* _Given request_:
In the listing below, pick out every line that contains the string "pattern", matching uppercase and lowercase exactly, and copy each of those lines.

[Excerpts from location labeling data]
**********
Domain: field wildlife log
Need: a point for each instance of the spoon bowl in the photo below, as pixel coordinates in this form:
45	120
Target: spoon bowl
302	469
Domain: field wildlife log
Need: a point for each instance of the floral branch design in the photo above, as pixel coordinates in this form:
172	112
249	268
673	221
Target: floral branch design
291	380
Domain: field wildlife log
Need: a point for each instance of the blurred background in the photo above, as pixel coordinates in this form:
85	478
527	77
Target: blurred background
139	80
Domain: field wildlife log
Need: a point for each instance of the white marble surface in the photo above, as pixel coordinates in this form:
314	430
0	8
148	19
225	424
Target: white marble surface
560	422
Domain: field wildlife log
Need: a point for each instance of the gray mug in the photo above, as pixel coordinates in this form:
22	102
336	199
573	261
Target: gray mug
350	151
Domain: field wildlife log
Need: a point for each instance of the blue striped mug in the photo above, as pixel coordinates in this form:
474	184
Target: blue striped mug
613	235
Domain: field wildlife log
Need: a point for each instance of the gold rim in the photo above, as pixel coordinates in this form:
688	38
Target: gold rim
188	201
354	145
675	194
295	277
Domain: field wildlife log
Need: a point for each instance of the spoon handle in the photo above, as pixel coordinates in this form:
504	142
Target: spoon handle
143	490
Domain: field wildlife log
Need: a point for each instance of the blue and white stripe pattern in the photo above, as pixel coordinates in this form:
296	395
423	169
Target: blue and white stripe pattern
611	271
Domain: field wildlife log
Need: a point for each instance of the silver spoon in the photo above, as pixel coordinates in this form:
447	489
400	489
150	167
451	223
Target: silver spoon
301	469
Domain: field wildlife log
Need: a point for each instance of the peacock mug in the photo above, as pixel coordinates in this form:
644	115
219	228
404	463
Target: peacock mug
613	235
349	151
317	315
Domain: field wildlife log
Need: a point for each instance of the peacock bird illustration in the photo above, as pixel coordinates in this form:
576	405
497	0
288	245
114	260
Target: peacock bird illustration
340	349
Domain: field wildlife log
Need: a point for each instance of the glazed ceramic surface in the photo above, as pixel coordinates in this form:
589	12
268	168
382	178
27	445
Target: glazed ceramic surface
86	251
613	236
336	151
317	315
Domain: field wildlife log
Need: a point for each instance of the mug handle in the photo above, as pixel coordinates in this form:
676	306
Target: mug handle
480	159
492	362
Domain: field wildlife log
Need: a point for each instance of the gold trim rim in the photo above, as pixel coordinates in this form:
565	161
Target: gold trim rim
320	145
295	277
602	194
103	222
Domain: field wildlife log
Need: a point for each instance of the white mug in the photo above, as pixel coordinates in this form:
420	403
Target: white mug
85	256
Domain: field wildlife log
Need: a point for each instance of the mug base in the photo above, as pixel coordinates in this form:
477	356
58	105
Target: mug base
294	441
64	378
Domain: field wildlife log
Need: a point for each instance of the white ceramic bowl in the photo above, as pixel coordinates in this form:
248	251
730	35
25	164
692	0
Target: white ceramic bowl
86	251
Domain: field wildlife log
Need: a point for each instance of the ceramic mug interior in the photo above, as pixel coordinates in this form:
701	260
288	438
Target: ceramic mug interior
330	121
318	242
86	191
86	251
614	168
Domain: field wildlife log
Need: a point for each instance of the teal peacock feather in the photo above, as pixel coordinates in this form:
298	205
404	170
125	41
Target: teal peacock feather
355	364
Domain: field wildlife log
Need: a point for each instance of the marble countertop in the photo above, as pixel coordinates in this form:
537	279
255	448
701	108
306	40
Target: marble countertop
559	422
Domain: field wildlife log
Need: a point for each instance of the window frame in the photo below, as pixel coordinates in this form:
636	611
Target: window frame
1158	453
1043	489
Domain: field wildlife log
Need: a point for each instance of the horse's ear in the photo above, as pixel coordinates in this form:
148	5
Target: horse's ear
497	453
**********
* _Right answer_:
Need: a point for each instance of the blue and white stripe pattern in the photo above, as pixel coordinates in this form:
Target: blue and white stripe pattern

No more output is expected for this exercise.